## Problem statement
Below are the records; give again exactly the line with "boxes = findObject(img, 'pale blue egg');", the line with "boxes = findObject(img, 'bird's nest');", and each line that lies between them, and nothing besides.

○ ○ ○ ○

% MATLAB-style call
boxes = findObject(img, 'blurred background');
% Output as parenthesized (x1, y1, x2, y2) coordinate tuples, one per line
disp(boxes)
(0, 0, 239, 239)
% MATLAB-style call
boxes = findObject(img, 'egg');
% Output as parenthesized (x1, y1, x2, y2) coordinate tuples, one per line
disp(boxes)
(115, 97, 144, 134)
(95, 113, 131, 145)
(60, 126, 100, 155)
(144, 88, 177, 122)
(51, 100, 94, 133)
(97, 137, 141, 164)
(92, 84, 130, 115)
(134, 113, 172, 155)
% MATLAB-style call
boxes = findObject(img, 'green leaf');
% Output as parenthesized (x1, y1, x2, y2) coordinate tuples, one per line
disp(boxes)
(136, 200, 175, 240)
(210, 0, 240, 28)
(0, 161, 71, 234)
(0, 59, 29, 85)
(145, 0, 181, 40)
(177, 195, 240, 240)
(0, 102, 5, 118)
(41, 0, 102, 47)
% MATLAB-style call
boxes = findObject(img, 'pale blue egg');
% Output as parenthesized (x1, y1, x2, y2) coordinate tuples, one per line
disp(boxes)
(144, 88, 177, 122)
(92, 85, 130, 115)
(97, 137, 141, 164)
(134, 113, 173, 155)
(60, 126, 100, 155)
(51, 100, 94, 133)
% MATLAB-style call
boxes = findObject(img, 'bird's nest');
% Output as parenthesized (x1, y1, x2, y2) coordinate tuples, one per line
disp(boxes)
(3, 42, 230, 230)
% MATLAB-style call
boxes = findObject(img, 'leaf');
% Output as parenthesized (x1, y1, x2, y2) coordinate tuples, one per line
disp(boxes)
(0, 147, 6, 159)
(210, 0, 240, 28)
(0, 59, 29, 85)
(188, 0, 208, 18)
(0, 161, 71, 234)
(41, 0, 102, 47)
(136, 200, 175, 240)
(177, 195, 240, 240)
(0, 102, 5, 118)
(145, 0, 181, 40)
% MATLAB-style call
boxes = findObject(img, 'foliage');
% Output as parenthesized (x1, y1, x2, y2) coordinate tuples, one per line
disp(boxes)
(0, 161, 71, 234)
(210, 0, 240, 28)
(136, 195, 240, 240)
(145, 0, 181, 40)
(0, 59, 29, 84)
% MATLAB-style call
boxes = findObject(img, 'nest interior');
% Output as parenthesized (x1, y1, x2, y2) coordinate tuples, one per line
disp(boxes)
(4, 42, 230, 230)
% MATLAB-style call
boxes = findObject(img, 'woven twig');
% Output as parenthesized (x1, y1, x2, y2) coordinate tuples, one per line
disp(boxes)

○ ○ ○ ○

## Solution to the exercise
boxes = findObject(img, 'pale blue egg');
% Output as parenthesized (x1, y1, x2, y2) coordinate tuples, one per line
disp(boxes)
(144, 88, 177, 122)
(92, 85, 130, 115)
(97, 137, 141, 164)
(134, 113, 173, 155)
(60, 126, 100, 155)
(51, 100, 94, 133)
% MATLAB-style call
boxes = findObject(img, 'bird's nest');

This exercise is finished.